=== Problem ===
Pick out each line below that contains the word "cliff" and copy those lines.

=== Extracted records ===
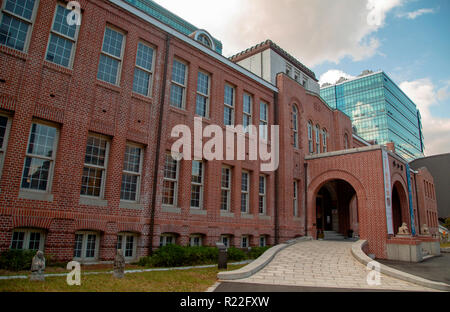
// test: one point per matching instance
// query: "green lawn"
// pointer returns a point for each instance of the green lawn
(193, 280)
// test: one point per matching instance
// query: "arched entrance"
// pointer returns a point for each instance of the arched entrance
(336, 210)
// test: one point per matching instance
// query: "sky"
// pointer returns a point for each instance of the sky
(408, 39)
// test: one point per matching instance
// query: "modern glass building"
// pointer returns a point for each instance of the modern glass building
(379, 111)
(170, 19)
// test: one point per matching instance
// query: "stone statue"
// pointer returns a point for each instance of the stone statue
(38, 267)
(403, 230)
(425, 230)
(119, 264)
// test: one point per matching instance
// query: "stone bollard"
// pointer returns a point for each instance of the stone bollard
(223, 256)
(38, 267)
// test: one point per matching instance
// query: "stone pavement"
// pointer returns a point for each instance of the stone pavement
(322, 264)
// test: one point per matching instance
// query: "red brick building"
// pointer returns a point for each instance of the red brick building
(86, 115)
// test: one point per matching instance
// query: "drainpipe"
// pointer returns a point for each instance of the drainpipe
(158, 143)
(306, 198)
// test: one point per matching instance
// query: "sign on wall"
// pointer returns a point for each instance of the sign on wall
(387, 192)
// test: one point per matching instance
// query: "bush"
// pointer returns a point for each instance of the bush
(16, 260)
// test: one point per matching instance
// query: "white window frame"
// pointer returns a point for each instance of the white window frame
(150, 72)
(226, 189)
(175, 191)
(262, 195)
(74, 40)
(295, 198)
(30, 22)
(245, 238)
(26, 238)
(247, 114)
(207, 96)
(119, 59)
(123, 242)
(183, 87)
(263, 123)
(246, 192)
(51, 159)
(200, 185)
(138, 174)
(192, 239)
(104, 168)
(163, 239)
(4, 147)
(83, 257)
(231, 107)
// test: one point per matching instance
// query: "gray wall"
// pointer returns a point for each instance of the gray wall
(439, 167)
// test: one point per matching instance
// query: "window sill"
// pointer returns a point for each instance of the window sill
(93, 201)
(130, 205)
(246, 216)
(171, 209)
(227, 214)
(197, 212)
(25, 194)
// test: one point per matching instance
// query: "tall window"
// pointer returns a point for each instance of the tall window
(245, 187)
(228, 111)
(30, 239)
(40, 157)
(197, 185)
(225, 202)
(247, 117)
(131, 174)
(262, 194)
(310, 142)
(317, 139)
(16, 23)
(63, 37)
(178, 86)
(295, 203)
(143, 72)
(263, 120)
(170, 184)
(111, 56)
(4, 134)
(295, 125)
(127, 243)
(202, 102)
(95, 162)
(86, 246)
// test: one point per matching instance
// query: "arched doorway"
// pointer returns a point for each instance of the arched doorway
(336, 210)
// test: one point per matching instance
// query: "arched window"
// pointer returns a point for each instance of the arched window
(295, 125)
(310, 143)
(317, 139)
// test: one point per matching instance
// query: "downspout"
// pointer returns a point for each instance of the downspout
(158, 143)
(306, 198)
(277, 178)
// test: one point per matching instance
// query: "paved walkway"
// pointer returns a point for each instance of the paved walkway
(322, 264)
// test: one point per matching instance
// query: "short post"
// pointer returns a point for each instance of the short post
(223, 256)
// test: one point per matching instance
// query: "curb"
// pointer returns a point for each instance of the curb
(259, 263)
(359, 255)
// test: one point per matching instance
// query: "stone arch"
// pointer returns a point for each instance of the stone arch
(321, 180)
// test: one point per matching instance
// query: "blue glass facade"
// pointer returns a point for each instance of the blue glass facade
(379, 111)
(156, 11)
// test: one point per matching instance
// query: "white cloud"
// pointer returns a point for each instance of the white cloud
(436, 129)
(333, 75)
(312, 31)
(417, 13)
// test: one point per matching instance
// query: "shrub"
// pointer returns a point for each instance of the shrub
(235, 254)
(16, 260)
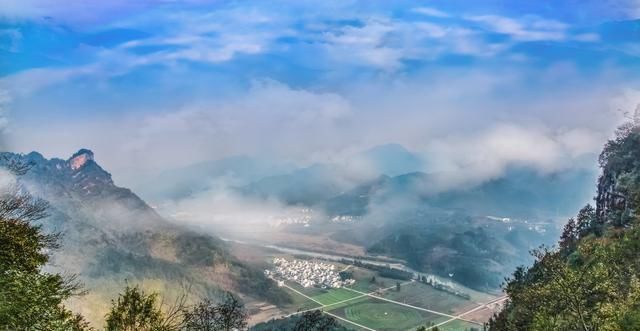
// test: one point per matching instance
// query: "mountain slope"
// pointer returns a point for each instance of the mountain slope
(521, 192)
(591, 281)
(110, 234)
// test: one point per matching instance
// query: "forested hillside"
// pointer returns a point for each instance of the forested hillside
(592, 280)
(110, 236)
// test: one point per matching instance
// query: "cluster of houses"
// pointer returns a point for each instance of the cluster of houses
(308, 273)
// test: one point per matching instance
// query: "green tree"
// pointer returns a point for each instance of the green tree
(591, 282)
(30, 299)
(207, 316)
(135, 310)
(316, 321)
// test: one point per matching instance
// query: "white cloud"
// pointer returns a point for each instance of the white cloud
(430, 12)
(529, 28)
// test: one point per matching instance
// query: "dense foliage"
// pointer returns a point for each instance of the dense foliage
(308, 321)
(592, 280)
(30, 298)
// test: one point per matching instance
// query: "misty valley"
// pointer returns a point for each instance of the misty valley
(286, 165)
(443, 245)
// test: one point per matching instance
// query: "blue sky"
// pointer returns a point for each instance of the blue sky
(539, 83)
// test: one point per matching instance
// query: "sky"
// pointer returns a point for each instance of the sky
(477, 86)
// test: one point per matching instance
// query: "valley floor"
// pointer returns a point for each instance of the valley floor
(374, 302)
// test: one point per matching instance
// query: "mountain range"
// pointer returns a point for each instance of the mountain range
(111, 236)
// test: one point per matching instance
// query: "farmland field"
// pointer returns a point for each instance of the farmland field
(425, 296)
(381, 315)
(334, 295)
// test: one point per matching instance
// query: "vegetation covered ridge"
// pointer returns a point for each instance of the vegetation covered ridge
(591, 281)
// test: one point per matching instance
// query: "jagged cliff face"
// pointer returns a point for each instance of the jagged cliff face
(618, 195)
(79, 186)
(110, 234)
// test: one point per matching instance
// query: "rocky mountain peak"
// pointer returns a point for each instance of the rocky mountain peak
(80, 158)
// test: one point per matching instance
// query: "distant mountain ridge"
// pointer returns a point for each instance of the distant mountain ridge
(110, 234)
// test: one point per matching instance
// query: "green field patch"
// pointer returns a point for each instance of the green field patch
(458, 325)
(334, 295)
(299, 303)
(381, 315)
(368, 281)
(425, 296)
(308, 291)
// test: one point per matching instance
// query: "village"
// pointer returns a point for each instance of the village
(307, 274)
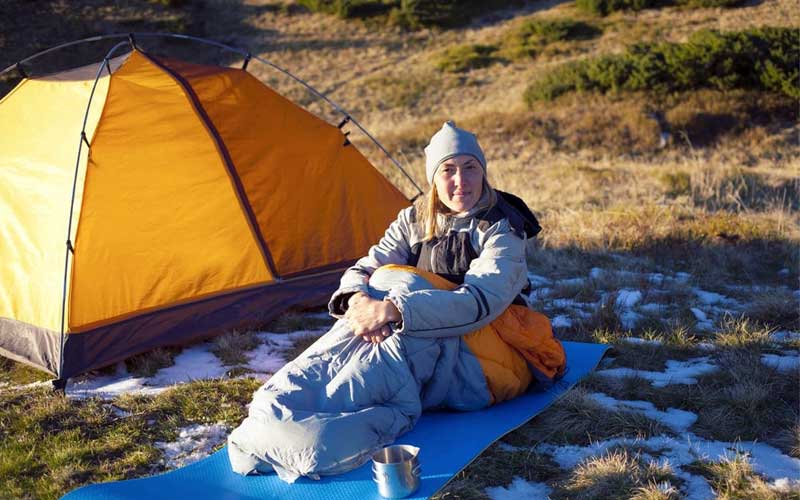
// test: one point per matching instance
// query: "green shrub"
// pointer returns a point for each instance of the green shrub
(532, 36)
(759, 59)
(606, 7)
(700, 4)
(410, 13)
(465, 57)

==

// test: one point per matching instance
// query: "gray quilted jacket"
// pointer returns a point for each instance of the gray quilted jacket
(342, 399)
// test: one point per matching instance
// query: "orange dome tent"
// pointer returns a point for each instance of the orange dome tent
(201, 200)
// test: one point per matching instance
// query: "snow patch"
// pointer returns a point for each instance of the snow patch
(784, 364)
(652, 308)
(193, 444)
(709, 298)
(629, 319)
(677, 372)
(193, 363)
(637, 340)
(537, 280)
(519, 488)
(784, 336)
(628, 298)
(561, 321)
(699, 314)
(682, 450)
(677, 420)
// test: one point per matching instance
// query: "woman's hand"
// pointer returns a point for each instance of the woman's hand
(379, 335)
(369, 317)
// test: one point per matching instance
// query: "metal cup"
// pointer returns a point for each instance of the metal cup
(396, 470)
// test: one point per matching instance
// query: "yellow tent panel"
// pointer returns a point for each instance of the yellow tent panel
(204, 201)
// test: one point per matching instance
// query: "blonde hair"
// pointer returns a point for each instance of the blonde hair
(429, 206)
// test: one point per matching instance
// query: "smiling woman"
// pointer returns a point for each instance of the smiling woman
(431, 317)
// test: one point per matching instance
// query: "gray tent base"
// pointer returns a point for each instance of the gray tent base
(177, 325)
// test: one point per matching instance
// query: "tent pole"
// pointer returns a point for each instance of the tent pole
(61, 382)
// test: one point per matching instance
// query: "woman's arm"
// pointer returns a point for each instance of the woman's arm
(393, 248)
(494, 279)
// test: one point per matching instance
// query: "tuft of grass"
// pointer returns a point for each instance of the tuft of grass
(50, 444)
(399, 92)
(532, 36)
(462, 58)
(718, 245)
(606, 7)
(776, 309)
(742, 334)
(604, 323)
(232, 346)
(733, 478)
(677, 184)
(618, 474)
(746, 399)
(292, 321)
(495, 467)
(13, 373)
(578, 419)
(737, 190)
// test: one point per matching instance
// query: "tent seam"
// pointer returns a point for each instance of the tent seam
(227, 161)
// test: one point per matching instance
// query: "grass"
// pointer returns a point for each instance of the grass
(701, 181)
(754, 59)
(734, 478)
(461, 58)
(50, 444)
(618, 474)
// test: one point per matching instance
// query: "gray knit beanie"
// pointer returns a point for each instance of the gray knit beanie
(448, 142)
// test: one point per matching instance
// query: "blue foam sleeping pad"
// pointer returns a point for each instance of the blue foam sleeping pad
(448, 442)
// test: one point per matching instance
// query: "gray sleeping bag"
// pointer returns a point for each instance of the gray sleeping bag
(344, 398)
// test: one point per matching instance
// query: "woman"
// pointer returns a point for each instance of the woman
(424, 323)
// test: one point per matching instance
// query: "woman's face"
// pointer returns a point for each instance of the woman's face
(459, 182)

---

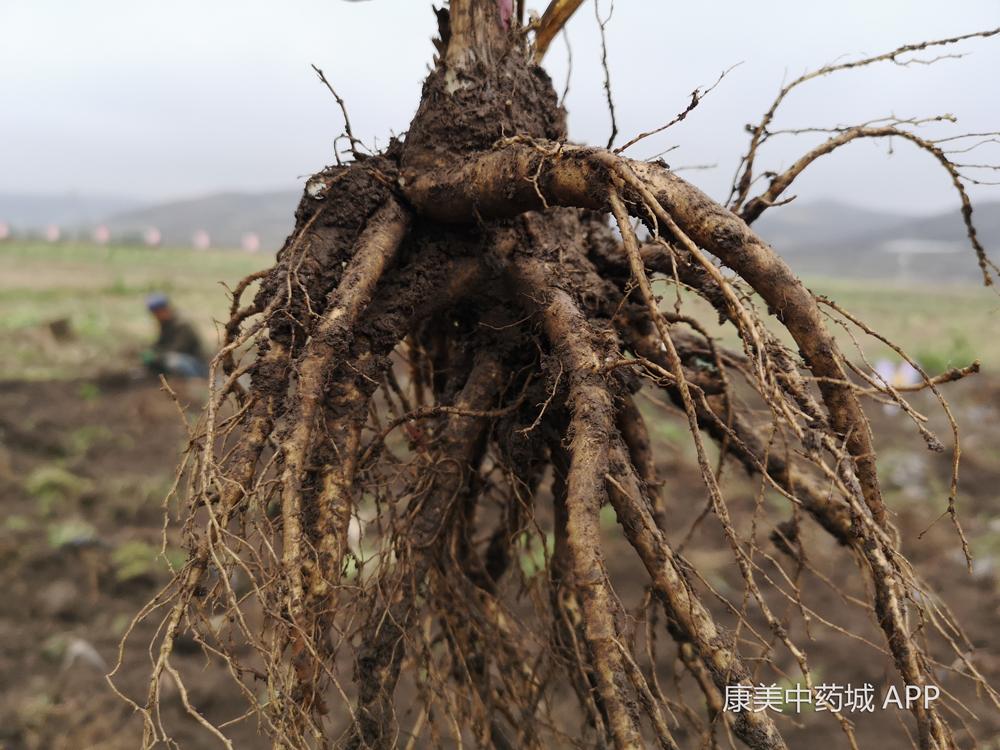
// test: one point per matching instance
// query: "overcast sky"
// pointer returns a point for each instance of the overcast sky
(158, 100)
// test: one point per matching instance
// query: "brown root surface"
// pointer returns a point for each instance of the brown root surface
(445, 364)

=== Output for this exercise ===
// query: "jagged cliff face"
// pointer returns a point for each instance of the jagged cliff face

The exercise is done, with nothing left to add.